According to a study published in the Annals of Oncology, combination chemotherapy with pemetrexed (Alimta®) and gemcitabine (Gemzar®) for treatment of advanced pancreatic cancer does not improve survival. As well, this combination increases toxicity more than treatment with Gemzar alone.
The pancreas, a gland located in the abdomen, produces juices that help digest foods and the hormones glucagon and insulin, which help regulate blood sugar levels. Pancreatic cancer is the fourth leading cause of cancer deaths in the US. Unfortunately, pancreatic cancer is not curable in most cases and is operable in only some cases. Current treatment options for pancreatic cancer include surgery, radiation, and chemotherapy. Although single-agent chemotherapy with Gemzar remains the standard treatment for pancreatic cancer, research has increasingly focused on the development of combination chemotherapy regimens.
In order to determine whether treatment of advanced pancreatic cancer with the combination of Alimta and Gemzar results in better survival than treatment with Gemzar alone, researchers in Germany conducted a phase III clinical trial comparing the two treatment regimens. The study enrolled 565 patients with locally advanced or metastatic pancreatic cancer. None of the patients were candidates for surgery, and none had received chemotherapy previously. Half the patients were treated with the combination of Alimta and Gemzar, and half were treated with Gemzar alone.

Task instructions ▸
1 – Can you reproduce the part of the pancreatic cancer article starting at "According to a" and ending at "treatment with Gemzar alone."?
2 – Which current treatment options for pancreatic cancer does the pancreatic cancer article list?
3 – Could you carry the article on the pancreatic cancer chemotherapy trial forward from where it stops?

Data provided ▸
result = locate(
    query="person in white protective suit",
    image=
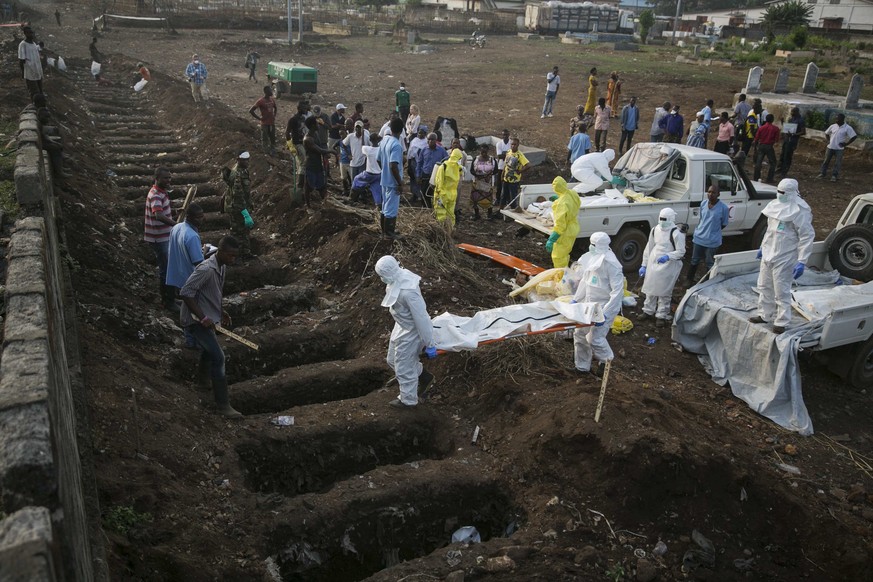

Results ▸
1 –
According to a study published in the Annals of Oncology, combination chemotherapy with pemetrexed (Alimta®) and gemcitabine (Gemzar®) for treatment of advanced pancreatic cancer does not improve survival. As well, this combination increases toxicity more than treatment with Gemzar alone.

2 – Surgery, radiation, and chemotherapy.

3 –
The addition of Alimta to Gemzar did not improve overall survival, nor did it delay cancer progression. Median survival was nearly equal for both groups: 6.2 months for patients treated with Alimta and Gemzar and 6.3 months for those treated with Gemzar alone. Toxic effects of treatment were more common among patients treated with Alimta and Gemzar; patients receiving the combination therapy were more likely to experience low white blood cell levels, low platelet levels, low red blood cell levels, and fatigue.
The researchers conclude that the addition of Alimta to Gemzar does not improve survival for patients with advanced pancreatic cancer, and that single-agent Gemzar remains the standard of care.
Reference: Oettle H, Richards D, Ramanathan RK et al. A phase III trial of pemetrexed plus gemcitabine versus gemcitabine in patients with unresectable or metastatic pancreatic cancer. *Annals of Oncology.*2005;16:1639-1645.